Predigt zum 2. Sonntag im Jahreskreis A
am 19. Januar 2013
Evangelium: Joh. 1, 29 - 34
Autor: P.Heribert Graab S.J.
(Im Wesentlichen nach einer Predigt aus dem Jahre 2008.)
Taufe ist harmlos!
Die paar Wassertröpfchen -
da passiert doch nichts!

So oder ähnlich redete eine Mutter
ihrem Vierjährigen zu,
der getauft werden sollte.

Ob bewußt oder unbewußt -
diese Mutter artikulierte eine unter Christen
weit verbreitete und gelebte Überzeugung:
Taufe - da passiert doch nichts!

Nun haben wir gehört:
Schon Johannes taufte mit Wasser.
Und doch war seine Taufe alles andere als harmlos.
Es war eine Taufe der „Umkehr“, ja des „Umdenkens“.
Eine Taufe der Rückbesinnung auf das Wesen des Gottesvolkes.
Es ging um die Existenz Israels als Gottesvolk:

•    Es reicht nicht, Abraham zum Vater zu haben.
•    Es reicht nicht, einfach äußerlich dazu zu gehören.
•    Es reicht nicht, auf Traditionen zu verweisen -
    auch nicht auf christlich-abendländische Traditionen!
•    Es reicht erst recht nicht,
    wenn beim Einwohnemeldeamt oder auch beim Finanzamt
    ein kleines „r.k.“ für „katholischer Christ“
    oder ein „ev.“ für „evangelischer Christ“
    hinter dem Namen notiert ist.

Schon die Wassertaufe des Johannes gibt es nicht
ohne praktische Konsequenzen,
ohne Früchte eines erneuerten Lebens.
Die Wassertaufe des Johannes „taucht“ unter - restlos,
mitsamt Kopf, Mund und Nase.
Da stirbt der „alte Mensch“,
er ertrinkt regelrecht,
damit ein neuer Mensch auftauchen, auferstehen kann -
ein Mensch, der sich immer wieder neu
orientiert an der „Weisung“ Gottes;
mehr noch: Ein Mensch nach dem Bild und Gleichnis Gottes.

Und nun wird Johannes nicht müde zu betonen:
Diese Wassertaufe, die fürwahr schon revolutionär,
im wörtlichen Sinne umwälzend, umkrempelnd ist,
diese Wassertaufe ist längst nicht alles!
Nach mir - sagt Johannes - kommt einer,
der tauft euch mit Feuer und mit Heiligem Geist.
Da geht‘s erst wirklich zur Sache!

....

Zu erledigende Aufgaben:
1. Fassen Sie den Predigtauszug über die Taufe in zwei Sätzen zusammen.
2. Schreiben Sie den Predigtauszug über die Taufe im Anschluss an seinen letzten Satz weiter.

Datenblock:
....

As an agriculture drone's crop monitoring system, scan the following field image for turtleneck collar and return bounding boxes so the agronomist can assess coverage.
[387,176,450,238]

....

Die Lösungen:
1. Gegen die verbreitete Überzeugung, bei der Taufe passiere nichts, stellt der Predigtauszug die Wassertaufe des Johannes als Taufe der Umkehr dar, bei der äußere Zugehörigkeit nicht reicht und der alte Mensch stirbt, damit ein neuer Mensch auferstehen kann. Johannes betont jedoch, dass diese Wassertaufe längst nicht alles ist, denn nach ihm kommt einer, der mit Feuer und Heiligem Geist tauft.

2.
Das Symbol des Feuers ist uns von Pfingsten her vertraut.
Allerdings dürfte es kein Zufall sein,
daß wir mit Pfingsten nichts anfangen können,
daß Pfingsten gerade noch ein willkommener Ausflugstag ist.
Taufe ist „harmlos“ -
an Pfingsten wird‘s überdeutlich.

Im Munde des Johannes hat das Bild vom Feuer
eindeutig einen sehr ernsten und mahnenden Unterton,
wenn er von Jesus sagt:
„Er wird euch mit dem Heiligen Geist und mit Feuer taufen.
Schon hält er die Schaufel in der Hand;
er wird die Spreu vom Weizen trennen
und den Weizen in seine Scheune bringen;
die Spreu aber wird er in nie erlöschendem Feuer verbrennen.“
                                    (Mt. 3, 11 b - 12)
Die Taufe scheidet die Geister!
Auch heute - Jedenfalls wenn die Taufe wirklich gelebt wird!

Jesus selbst hat einmal gesagt:
„Ich bin gekommen, um Feuer auf die Erde zu werfen.
Wie froh wäre ich, es würde schon brennen.“ (Lk. 12, 49)
Mit dem Tode Jesu scheint dieses Feuer erloschen zu sein,
in sich zusammengesunken wie die Hoffnung der Jünger.
Die sitzen auf dem Aschenhaufen ihrer Träume
und trauen sich nicht einmal mehr unter die Menschen.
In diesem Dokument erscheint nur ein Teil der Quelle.